SET EXERCISE ::
Rewrite the lines from the start of the records through the line containing "POLYGON ((26 95, 0 89, 0 166, 25 176, 26 95))", both ends included, with the requests kept. Multiply every coordinate in the outline answers by 1.9 and round to whole numbers, halves up, leaving the request lines and their sample outlines unchanged and the pictures out.

ENTRIES SUPPLIED ::
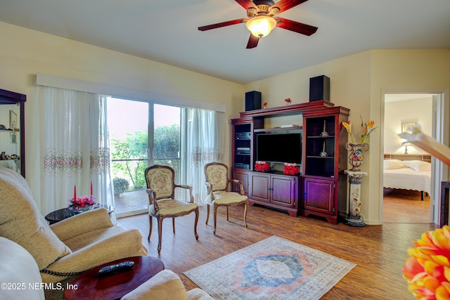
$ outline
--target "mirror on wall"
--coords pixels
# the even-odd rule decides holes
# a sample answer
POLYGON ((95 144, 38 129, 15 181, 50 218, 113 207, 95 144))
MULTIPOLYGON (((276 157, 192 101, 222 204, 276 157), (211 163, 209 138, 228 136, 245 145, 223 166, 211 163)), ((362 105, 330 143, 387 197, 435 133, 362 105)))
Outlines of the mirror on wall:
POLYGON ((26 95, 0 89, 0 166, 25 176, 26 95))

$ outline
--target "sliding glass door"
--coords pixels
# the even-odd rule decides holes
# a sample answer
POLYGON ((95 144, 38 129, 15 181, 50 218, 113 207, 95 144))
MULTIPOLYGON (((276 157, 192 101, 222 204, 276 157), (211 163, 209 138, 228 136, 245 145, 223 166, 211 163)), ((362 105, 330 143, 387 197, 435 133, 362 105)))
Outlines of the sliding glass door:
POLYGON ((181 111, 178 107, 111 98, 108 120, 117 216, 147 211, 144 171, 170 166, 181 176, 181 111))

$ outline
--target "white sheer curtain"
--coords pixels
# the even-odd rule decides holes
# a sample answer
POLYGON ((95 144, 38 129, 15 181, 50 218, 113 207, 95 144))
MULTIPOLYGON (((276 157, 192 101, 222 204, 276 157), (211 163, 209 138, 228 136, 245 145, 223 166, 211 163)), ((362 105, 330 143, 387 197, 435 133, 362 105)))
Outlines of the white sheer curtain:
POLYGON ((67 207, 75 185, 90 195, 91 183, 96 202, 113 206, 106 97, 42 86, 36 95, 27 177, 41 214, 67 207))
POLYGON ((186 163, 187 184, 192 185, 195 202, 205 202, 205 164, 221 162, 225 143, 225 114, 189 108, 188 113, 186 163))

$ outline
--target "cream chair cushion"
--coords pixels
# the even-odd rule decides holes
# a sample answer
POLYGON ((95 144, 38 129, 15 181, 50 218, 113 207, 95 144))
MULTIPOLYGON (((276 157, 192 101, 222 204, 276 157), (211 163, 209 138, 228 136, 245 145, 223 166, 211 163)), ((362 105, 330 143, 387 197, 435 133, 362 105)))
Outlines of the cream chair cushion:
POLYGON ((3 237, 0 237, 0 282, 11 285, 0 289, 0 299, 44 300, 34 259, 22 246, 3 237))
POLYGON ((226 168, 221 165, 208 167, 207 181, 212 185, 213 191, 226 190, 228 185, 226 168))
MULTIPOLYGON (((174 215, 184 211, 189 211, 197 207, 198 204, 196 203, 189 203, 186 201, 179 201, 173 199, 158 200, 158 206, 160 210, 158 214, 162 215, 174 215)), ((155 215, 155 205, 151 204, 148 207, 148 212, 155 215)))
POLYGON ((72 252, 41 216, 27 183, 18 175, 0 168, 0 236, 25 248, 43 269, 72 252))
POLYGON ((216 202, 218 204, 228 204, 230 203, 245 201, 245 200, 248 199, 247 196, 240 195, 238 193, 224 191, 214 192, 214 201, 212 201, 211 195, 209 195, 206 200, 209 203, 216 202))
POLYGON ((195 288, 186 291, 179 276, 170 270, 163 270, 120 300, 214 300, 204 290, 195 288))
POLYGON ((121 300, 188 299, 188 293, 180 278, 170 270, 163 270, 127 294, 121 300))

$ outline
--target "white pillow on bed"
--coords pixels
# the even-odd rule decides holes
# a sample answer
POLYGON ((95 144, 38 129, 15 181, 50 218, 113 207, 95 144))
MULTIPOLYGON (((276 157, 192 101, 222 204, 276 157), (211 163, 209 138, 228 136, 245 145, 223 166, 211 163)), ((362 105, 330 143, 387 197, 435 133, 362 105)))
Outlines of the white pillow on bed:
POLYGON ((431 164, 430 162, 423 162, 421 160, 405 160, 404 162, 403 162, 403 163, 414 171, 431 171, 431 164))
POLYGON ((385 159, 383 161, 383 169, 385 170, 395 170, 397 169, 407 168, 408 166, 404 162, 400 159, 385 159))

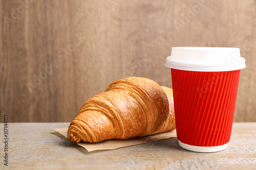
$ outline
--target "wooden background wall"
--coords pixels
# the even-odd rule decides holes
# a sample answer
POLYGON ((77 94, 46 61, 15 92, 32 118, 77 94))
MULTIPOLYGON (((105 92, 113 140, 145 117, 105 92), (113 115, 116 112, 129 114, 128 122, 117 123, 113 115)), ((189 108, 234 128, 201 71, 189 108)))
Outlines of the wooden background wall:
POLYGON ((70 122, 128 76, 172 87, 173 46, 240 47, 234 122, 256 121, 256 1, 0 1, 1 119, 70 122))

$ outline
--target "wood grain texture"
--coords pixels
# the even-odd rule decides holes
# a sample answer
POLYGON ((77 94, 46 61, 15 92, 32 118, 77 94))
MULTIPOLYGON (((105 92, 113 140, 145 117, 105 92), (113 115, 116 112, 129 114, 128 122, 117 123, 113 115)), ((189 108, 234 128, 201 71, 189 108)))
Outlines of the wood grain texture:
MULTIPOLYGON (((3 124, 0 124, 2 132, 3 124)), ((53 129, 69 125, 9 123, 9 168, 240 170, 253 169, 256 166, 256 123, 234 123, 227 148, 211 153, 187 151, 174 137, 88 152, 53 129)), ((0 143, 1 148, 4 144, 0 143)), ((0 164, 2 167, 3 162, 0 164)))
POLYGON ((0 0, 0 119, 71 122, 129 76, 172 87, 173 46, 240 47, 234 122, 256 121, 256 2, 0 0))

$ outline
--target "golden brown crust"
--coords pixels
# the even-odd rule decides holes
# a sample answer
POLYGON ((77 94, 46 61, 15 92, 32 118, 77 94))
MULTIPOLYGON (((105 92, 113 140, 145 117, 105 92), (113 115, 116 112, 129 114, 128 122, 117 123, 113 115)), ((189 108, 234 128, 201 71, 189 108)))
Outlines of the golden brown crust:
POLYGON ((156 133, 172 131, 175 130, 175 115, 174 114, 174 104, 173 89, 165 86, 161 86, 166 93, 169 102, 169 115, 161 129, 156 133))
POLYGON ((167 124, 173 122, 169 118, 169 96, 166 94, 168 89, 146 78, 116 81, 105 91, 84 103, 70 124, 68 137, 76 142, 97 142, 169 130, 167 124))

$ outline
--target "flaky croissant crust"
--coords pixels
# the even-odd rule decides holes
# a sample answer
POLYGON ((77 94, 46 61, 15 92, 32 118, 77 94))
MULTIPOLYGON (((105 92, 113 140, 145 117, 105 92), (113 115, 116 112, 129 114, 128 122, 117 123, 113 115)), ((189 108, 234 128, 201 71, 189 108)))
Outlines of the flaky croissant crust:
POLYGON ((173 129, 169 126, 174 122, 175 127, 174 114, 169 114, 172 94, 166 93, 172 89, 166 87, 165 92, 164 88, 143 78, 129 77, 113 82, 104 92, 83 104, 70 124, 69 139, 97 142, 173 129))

RESPONSE BELOW ::
$ outline
--target "mirror on wall"
--coords pixels
# the even-odd rule decides holes
# a sample answer
POLYGON ((95 144, 38 129, 15 181, 50 218, 113 207, 95 144))
MULTIPOLYGON (((276 157, 192 101, 222 204, 276 157), (211 163, 209 138, 228 136, 245 145, 223 166, 211 163)), ((362 105, 330 143, 387 197, 435 133, 362 105)))
Outlines of the mirror on wall:
POLYGON ((49 181, 0 169, 0 315, 48 334, 49 181))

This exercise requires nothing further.